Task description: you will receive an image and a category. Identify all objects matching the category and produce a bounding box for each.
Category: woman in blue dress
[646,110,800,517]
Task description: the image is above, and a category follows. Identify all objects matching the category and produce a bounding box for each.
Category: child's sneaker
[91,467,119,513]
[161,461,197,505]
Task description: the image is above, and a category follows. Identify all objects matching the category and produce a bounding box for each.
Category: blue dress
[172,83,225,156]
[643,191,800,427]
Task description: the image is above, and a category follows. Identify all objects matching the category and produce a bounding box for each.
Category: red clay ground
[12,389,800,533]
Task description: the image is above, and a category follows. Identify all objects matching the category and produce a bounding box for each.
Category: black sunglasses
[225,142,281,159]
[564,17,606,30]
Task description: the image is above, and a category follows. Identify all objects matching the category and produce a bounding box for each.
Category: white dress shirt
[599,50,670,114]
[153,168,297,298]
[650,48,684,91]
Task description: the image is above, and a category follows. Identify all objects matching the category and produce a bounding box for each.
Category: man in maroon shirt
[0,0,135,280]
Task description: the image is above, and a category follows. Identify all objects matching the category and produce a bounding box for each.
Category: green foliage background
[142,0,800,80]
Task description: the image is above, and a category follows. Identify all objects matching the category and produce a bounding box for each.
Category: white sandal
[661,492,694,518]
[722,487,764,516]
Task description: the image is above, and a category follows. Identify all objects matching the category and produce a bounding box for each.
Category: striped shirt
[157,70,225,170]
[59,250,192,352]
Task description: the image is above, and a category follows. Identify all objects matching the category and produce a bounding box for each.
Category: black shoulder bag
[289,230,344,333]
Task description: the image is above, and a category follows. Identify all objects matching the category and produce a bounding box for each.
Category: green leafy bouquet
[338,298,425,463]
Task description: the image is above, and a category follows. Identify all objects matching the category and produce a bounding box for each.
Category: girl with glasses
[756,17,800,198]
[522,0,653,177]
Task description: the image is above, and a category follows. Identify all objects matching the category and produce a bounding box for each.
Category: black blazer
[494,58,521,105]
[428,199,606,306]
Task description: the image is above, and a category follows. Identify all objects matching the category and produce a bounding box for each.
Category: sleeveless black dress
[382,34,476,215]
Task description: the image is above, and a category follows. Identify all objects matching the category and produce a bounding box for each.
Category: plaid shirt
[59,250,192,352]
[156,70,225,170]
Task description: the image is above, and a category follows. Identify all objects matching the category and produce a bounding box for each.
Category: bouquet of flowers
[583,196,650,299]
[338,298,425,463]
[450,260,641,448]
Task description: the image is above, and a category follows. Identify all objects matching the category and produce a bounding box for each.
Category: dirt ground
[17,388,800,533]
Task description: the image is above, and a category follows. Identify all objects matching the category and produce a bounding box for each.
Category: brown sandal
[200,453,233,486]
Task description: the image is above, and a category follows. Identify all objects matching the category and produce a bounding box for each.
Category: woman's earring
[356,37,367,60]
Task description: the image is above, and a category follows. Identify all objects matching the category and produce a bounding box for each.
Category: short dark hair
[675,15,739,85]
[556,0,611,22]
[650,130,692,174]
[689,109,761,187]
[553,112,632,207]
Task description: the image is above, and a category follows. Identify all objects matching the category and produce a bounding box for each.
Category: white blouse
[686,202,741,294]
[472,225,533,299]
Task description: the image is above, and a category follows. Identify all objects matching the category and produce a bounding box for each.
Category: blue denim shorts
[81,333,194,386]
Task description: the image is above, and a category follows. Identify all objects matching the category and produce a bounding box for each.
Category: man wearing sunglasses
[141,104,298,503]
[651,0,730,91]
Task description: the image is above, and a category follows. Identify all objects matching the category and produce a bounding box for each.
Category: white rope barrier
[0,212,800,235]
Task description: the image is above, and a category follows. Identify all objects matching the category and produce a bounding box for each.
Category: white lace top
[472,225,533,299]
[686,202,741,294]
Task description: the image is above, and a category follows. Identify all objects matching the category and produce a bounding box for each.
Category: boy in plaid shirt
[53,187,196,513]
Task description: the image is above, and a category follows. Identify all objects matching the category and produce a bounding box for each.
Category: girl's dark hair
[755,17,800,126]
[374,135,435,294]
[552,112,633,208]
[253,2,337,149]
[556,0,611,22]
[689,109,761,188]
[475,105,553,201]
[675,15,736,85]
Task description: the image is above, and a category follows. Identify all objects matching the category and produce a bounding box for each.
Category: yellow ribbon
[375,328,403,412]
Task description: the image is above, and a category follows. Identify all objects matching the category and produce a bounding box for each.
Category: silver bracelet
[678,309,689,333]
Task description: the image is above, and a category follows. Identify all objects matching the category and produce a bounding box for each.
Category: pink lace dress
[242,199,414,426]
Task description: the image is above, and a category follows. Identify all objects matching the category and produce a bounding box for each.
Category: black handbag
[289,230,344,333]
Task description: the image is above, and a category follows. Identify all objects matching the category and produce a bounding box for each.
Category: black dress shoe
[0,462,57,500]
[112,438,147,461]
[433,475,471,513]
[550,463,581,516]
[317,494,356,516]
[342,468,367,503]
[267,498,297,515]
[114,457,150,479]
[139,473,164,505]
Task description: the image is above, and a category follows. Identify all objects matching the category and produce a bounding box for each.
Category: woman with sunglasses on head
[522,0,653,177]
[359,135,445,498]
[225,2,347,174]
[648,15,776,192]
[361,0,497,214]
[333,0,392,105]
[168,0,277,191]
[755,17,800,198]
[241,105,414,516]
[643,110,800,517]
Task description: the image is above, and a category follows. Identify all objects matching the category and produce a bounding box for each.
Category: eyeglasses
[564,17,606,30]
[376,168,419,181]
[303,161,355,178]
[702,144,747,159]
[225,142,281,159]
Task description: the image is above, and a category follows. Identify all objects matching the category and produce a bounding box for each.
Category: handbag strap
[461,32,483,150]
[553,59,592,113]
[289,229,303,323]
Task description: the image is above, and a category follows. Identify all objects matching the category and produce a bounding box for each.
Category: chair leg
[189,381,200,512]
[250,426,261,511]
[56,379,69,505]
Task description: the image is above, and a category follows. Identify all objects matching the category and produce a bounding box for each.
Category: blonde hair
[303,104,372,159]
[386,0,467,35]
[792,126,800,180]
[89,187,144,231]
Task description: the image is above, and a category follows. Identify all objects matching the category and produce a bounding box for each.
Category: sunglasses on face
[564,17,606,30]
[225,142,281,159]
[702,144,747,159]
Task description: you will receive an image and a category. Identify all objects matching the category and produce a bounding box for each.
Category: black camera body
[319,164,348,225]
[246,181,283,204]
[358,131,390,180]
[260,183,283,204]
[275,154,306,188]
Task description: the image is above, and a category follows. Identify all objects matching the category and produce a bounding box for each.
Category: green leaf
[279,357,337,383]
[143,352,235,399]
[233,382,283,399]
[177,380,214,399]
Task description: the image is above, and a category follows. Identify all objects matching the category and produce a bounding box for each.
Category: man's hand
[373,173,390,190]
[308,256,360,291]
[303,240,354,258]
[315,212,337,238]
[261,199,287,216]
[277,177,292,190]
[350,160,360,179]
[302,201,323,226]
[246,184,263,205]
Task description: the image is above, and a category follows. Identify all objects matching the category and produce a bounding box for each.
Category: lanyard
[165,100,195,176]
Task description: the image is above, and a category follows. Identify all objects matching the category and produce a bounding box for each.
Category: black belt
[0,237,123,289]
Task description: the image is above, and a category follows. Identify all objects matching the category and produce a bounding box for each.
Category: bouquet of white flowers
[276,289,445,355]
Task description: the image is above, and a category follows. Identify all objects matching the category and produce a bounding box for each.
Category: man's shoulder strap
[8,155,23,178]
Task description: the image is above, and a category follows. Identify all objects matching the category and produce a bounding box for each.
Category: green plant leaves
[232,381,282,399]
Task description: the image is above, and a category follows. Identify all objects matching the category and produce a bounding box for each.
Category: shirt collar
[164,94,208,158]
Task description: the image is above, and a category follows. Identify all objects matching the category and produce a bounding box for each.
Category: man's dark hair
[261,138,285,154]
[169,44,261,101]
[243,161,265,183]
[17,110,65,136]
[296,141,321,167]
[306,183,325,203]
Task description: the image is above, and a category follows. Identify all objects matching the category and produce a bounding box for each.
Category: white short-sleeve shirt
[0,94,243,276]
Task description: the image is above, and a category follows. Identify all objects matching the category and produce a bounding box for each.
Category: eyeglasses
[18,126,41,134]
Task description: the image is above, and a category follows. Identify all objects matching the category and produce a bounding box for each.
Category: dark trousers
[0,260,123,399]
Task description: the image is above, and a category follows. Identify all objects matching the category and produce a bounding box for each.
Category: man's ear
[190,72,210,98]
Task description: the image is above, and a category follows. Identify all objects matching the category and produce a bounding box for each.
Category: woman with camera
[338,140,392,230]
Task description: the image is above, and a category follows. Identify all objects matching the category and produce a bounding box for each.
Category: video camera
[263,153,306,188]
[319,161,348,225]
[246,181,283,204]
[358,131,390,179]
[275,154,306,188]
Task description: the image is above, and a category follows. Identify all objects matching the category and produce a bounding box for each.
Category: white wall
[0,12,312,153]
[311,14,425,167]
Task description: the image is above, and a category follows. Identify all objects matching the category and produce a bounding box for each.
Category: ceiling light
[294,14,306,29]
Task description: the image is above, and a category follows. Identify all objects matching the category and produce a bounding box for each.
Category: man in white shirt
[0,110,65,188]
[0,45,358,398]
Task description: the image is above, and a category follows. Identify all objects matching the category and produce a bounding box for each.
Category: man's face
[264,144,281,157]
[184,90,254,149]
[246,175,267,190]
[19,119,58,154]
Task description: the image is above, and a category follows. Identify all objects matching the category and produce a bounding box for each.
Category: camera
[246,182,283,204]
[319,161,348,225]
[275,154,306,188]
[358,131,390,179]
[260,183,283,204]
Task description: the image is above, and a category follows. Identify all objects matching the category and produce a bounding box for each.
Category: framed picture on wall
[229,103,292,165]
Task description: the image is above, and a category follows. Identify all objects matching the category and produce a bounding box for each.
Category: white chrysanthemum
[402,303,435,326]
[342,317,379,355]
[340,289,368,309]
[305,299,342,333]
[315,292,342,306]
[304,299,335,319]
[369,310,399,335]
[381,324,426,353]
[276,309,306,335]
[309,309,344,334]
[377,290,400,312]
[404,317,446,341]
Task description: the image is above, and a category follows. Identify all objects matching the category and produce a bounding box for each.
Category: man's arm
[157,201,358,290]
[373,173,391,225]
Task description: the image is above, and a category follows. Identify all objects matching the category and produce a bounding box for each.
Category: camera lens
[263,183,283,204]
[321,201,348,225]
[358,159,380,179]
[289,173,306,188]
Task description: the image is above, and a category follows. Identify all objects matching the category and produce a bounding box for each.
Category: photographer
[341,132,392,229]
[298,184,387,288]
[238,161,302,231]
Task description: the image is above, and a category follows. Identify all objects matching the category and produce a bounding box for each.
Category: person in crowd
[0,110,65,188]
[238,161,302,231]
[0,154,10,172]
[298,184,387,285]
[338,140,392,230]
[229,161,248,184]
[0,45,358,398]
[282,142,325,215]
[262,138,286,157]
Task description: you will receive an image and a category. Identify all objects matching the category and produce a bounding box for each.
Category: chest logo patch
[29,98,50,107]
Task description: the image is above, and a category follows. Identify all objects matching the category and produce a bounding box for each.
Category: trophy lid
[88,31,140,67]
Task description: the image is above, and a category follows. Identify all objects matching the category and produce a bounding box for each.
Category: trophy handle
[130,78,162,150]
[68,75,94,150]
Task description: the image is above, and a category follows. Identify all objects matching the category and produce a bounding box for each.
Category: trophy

What to work on - Copy the material above without changes, starting at its first line and ending with the line that contains "[142,0,800,80]", including that line.

Finished answer -
Task description: you will receive an image and a category. Identify all objects matching the category and produce a bounding box for each.
Category: woman in blue dress
[646,110,800,517]
Task description: the image is above, and a category follows. Identify all objects matching the category and produce a bounding box for each.
Category: child's sneaker
[91,467,119,513]
[161,461,197,505]
Task description: the image is above, and a category follows. Identify all objects matching the category and produce a bounding box for each.
Category: blue dress
[172,83,225,156]
[643,191,800,427]
Task description: the image is above, and a category follows. Identify all objects matching the category and produce a bounding box for each.
Category: red clay ground
[12,389,800,533]
Task description: the image is above, and a category follows. Identify all objects matching the category and produce a bounding box for each.
Category: black sunglasses
[225,142,281,159]
[564,17,606,30]
Task description: the image is above, and a category follows. Identify all objects matching the category and produce a bounding box for each.
Category: white dress shirt
[599,50,670,114]
[153,168,297,298]
[650,48,684,91]
Task description: the image is above, and a category follows. Identify all objects matching the category and produce a bounding box for each.
Category: man in maroon shirt
[0,0,135,280]
Task description: the image is above, and a category follows. Identify all objects matching the category and produce a bounding box for each.
Category: green foliage background
[142,0,800,80]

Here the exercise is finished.